(Task data begins)
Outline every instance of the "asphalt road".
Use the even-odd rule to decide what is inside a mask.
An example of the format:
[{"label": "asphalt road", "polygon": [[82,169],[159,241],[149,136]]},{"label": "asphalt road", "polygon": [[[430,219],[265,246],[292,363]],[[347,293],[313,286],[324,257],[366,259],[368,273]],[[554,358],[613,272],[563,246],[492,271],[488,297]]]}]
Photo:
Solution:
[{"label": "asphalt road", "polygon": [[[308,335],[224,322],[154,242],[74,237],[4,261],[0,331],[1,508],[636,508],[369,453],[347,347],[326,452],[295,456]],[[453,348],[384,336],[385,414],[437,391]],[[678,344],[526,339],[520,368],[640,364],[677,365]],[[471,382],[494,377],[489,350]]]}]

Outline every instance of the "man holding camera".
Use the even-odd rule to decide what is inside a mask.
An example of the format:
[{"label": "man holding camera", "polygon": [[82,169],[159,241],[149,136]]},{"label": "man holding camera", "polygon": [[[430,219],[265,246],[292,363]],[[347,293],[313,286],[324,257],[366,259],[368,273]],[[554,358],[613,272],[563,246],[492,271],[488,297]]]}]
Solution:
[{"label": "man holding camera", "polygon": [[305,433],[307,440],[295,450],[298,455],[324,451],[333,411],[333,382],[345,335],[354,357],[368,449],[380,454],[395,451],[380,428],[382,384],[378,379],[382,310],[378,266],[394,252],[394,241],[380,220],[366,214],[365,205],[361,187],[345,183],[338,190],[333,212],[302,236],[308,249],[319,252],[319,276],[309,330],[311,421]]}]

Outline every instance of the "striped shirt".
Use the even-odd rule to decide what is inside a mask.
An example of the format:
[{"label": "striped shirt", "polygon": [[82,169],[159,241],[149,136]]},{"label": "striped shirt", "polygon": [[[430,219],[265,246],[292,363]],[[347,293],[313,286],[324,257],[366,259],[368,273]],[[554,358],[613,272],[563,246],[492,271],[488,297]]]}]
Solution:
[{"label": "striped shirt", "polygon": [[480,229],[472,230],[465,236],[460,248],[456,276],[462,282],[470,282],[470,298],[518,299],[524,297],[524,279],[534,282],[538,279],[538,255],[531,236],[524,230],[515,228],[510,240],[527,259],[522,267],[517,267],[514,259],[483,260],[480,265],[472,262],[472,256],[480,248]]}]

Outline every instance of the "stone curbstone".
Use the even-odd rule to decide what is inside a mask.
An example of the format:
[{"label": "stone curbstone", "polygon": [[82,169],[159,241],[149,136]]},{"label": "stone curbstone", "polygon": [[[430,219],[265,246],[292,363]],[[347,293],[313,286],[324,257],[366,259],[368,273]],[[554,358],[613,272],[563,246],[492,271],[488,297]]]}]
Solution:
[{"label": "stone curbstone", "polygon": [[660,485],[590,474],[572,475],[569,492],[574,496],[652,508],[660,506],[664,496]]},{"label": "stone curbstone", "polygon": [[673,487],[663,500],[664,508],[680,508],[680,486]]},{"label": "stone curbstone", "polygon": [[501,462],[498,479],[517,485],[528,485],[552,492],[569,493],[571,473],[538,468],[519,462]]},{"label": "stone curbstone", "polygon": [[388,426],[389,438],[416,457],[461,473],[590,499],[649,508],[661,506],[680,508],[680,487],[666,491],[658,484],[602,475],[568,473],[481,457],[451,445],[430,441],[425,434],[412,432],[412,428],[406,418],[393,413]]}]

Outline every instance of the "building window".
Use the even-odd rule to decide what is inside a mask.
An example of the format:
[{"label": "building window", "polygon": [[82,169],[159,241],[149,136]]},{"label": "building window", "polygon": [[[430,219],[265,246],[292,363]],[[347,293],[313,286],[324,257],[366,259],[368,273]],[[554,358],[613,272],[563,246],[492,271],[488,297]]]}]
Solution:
(Task data ends)
Go through the records above line by line and say how many lines include "building", giving only that number.

2